— Task —
Write the next part of the news article on Egypt's first post-revolution onshore licensing round, picking up after its final sentence.

— Source excerpt —

________________

Egypt peaks with latest licence round
Success: the EGPC, responsible for overseeing the latest exploration round in Egypt, expressed relief at the level of interest from international oil companies
By NASSIR SHIRKHANI London
01 November 2012 23:59 GMT
INTERNATIONAL oil companies have reacted positively to Egypt’s first post-revolution onshore licensing round, picking up 11 of the 15 blocks on offer despite financial and political problems.
Oil company sources confirmed the awards to Upstream, though formal announcements have yet to be made.
Sources told Upstream that Canada’s TransGlobe Energy Corporation has emerged as the biggest winner, with four blocks, followed by Anglo-Dutch supermajor Shell, which added two more concessions to its existing acreage in Egypt.
US independent Apache Energy, the largest oil producer in the prolific Western Desert, bid for six blocks but managed to pick up only one amid tough competition.
Other successful bidders included Dubai-controlled Dragon Oil, which is making its debut in Egypt.
Privately-owned Greek player Vegas Oil & Gas, South Korea-owned and UK-based Dana Petrol-eum and Germany’s RWE Dea also added to their existing acreage in the country, picking up one block each. State-owned Egyptian General Petroleum Corporation (EGPC), which is overseeing the onshore round, has expressed relief at the level of interest.

________________

— Given data —
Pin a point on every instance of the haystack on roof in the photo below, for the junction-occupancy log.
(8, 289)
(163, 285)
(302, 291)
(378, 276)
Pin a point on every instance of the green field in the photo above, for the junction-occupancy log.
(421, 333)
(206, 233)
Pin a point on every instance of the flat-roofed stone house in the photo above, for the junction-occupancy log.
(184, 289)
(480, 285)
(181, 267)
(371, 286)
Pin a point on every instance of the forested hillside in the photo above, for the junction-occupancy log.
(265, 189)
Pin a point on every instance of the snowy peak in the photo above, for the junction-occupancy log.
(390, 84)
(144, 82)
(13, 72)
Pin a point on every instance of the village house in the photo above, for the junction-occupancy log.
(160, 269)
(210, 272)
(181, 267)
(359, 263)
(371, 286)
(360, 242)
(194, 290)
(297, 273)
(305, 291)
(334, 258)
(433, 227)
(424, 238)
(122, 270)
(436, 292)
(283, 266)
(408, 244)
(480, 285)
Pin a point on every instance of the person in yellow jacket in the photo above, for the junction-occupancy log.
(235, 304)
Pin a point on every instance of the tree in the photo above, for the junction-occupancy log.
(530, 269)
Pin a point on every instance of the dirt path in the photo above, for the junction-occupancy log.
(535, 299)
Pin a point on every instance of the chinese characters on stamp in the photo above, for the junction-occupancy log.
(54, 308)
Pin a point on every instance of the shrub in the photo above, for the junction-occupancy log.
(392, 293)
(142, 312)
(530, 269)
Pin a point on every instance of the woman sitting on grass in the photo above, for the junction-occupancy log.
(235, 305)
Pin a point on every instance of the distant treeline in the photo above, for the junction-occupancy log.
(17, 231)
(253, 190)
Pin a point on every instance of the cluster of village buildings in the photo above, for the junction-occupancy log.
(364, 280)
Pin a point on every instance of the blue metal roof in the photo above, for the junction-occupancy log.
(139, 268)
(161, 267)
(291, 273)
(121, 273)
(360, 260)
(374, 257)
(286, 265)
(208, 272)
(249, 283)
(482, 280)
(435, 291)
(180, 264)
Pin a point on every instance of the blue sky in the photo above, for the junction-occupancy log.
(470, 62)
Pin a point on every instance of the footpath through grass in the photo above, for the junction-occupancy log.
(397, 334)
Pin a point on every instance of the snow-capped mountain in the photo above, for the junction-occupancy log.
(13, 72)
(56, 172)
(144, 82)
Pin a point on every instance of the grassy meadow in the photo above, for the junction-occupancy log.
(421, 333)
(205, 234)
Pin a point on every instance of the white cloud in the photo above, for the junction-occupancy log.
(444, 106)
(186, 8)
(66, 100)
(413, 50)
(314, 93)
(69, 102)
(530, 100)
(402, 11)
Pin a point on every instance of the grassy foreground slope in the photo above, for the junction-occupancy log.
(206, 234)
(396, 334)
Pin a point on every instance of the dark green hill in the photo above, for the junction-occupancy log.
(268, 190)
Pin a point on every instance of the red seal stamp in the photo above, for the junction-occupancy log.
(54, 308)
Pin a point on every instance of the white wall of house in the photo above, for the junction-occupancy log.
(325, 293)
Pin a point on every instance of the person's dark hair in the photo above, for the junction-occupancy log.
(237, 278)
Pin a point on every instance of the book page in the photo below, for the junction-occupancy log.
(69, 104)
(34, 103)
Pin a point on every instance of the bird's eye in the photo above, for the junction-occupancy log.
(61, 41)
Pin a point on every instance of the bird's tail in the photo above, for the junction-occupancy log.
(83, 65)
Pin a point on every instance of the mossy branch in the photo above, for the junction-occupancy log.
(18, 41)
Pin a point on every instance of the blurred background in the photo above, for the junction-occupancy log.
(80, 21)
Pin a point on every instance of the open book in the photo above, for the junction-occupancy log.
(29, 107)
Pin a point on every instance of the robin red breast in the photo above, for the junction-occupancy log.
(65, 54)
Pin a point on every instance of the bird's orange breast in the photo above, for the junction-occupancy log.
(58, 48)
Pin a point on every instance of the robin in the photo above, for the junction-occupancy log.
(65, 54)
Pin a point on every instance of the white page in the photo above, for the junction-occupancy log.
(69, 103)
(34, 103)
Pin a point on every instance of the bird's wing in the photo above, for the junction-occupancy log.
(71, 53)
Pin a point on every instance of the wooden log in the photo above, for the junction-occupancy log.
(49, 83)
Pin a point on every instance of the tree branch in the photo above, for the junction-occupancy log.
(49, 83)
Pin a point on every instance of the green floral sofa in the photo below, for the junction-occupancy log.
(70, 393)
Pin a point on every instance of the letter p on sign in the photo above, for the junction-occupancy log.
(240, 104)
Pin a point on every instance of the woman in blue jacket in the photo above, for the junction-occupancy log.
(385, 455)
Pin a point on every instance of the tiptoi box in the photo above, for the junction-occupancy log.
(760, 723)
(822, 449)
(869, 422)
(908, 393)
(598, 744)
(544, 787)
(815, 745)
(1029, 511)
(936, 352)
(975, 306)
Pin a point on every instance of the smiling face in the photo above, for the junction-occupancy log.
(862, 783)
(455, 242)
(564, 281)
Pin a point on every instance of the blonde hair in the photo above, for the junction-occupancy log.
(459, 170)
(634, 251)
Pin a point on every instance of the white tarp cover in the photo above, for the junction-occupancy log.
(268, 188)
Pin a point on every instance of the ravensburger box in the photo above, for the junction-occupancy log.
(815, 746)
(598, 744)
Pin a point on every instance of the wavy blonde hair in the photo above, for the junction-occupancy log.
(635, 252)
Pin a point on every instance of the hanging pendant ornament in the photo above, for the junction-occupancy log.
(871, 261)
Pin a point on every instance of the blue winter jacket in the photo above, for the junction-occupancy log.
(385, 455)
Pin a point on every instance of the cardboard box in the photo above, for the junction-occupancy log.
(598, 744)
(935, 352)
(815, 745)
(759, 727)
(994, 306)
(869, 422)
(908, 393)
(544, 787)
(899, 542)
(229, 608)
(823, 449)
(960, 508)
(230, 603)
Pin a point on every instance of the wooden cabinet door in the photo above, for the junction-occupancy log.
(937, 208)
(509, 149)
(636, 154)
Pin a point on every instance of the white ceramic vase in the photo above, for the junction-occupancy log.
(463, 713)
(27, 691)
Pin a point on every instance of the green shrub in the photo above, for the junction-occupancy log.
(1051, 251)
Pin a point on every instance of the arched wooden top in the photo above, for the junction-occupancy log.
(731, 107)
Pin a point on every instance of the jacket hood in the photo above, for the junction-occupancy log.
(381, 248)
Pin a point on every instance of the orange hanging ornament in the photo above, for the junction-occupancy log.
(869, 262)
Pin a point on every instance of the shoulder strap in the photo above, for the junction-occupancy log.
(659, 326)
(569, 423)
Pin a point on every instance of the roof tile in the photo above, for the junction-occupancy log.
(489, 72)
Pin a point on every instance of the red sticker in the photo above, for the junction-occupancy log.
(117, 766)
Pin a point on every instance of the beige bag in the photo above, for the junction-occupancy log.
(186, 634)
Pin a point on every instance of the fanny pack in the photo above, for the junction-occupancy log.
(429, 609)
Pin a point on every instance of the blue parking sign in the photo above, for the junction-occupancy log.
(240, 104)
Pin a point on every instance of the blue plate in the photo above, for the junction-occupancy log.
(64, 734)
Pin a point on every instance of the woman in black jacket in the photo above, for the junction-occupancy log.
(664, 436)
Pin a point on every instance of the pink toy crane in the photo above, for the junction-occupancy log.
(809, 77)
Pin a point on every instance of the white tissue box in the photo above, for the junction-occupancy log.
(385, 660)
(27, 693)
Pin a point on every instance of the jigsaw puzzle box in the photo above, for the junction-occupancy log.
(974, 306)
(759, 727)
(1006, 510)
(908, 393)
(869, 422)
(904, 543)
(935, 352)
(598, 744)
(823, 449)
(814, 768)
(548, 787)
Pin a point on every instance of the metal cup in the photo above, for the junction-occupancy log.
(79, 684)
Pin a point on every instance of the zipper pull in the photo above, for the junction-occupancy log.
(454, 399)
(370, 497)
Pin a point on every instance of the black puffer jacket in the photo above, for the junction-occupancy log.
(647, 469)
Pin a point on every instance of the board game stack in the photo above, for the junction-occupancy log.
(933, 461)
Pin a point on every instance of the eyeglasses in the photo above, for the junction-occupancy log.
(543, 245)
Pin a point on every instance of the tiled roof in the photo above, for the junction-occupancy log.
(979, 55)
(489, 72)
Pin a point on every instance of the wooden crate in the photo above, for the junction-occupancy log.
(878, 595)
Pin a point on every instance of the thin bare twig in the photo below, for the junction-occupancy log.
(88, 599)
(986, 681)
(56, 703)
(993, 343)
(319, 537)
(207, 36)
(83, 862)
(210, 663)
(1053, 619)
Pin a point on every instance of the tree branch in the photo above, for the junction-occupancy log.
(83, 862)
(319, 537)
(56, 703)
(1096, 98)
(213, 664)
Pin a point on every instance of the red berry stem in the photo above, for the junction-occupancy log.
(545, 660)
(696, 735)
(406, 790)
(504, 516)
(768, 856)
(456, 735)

________________

— Task answer —
However, oil industry sources said EGPC may have skewed the round to include only good blocks to lure investors and present a picture of normality.
Moreover, the company extended the deadline on several occasions to give bidders ample time to make up their minds and consider bidding strategies.
New investors largely shunned the round, unwilling to take the plunge into Egypt’s current political and financial abyss.
The bid round comes at a time of serious financial problems for EGPC, which is facing mounting debts amid rising subsidies for refined products and an inability to secure new financing.
The company has been running behind schedule with payments to independent oil companies and especially to smaller players.
While the independents have managed to sustain output since Mubarak was toppled, exploration activity, especially in gas-prone offshore areas, has suffered.
Oil and gas industry attention will now turn to the current offshore licensing round being overseen by Egyptian Natural Gas Holding Company, which is offering 15 blocks, including six near the maritime borders with Israel and Cyprus, where there have been significant gas discoveries in the Levant basin.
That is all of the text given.